▶ QUOTED PASSAGE:
Monday, June 11, 2007

Mandelbrot Demo using Google Gears

Now that we've delivered Beta 1 of Jazz, I decided to take a couple of days to play around with Google Gears, in particular the WorkerPool support.

While reading through the WorkerPool API, its model of code and data isolation (i.e. processes + messages, not threads + shared memory) reminded me of similar models of inter-process coordination in Erlang and QNX.

It also made me think of a cool example written for QNX, many moons ago, by the late Dan Hildebrand, which was a distributed Mandelbrot generator. A UI/administrator task would farm out work (columns in the Mandelbrot set) to different worker tasks, possibly running on different machines. As each worker sent in its result, the UI would draw the column, and respond with more work for the worker. It was a cool example, and looked cool too: due to different machines running at different speeds, you would see the results kind of shimmer in, with faster machines generating the leading edge, and slower machines trailing and filling in the blanks (Dan also designed it so the faster machines would take over from the slower ones if there was nothing else to do).

▶ DATA FOR REVIEW:
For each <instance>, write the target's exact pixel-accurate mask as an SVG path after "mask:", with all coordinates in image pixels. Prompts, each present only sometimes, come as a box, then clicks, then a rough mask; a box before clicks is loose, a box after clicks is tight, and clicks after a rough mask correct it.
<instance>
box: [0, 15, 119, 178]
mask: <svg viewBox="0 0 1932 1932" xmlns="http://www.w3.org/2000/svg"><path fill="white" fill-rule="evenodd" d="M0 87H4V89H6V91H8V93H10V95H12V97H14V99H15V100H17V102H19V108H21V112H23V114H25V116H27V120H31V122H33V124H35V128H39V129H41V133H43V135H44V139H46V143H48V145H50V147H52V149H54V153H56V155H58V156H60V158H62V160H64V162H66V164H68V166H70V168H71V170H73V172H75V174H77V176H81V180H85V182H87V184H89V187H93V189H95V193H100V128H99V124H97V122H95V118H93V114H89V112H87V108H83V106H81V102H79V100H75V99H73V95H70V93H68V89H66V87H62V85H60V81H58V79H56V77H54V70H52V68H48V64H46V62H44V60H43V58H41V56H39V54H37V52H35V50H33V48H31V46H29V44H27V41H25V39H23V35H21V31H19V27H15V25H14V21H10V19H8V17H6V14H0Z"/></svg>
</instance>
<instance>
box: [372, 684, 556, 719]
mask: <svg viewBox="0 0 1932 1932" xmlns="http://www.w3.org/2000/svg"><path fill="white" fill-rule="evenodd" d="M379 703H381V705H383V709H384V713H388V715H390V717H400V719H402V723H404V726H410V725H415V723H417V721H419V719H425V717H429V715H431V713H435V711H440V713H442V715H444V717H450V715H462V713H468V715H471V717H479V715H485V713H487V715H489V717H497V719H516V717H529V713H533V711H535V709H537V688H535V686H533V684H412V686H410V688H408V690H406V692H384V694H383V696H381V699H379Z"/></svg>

▶ TASK OBJECTIVE: From the Mandelbrot demo post above, copy word for word the stretch that begins with "While reading through" and stops after "Erlang and QNX.".

▶ PROBLEM SOLUTION:
While reading through the WorkerPool API, its model of code and data isolation (i.e. processes + messages, not threads + shared memory) reminded me of similar models of inter-process coordination in Erlang and QNX.